- _WHAT THE TASK REQUIRES_: In the post below about choosing a cellphone to use with hearing aids, which phone does the writer settle on?

Posted Oct 01 2009 12:00am

I got my new pair of hearing aids around the same time I was eligible for a phone upgrade from Verizon Wireless. I'd been eligible for awhile, but I was happy enough with my previous phone, which was nothing fancy. I've always had difficulty hearing on the phone, so I didn't really think about phone technology or anything like that when it came to picking out my cellphone. I had that and a Bluetooth bracelet from Thinkgeek that would have alerted me to any incoming calls if I actually wore it. Unfortunately I was always too slack about putting it on.

After I got my hearing aids, I won't lie that I was (and still am) enamored with everything they can do. I got the Streamer, which is a device made by Oticon that allows the wearer to take advantage of the hearing aids' Bluetooth to answer calls, listen to music, etc. My old phone could make calls via Bluetooth, and I quickly paired the phone with the Streamer and tested it out. I liked it - but although that phone could play music, too, it couldn't stream the music over the Bluetooth. I decided to use my upgrade and get a phone that would work with me and my hearing aids. I didn't particularly want or need anything fancy... just something that would make day to day life with the aids and Streamer easier and more fun.

I eventually decided on the LG Versa. There were several things that attracted me to the Versa and finalized the decision for me:

It's LG
I've always had LG phones, save for one time when I had a Motorola Razr. I vastly prefer LG over the other manufacturers that Verizon carries. I'm used to the operating system in their phones and the features they typically come with are what I like. LG phones and Canon cameras are my two main brand loyalties.

It Has M4 Compatibility
It was important to me to have a phone that's rated M4. Cellphone companies are mandated to list the rating of their cellphone's compatibility with hearing aids (based on their radio-frequency emissions). M4 is the highest, rated "excellent." Many, many phones these days are M4, which I was happy to see. The Versa is also rated T4 for the telecoil, but I rarely use the telecoil function of my hearing aids, so that wasn't a factor for me.

- _RECORDED INFORMATION_:
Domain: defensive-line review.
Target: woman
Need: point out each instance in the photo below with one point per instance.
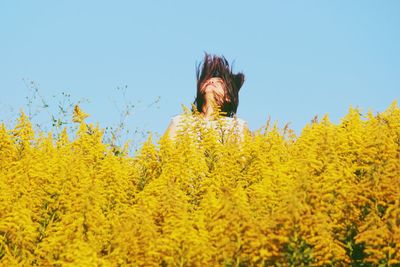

- _RESPONSE_: The LG Versa.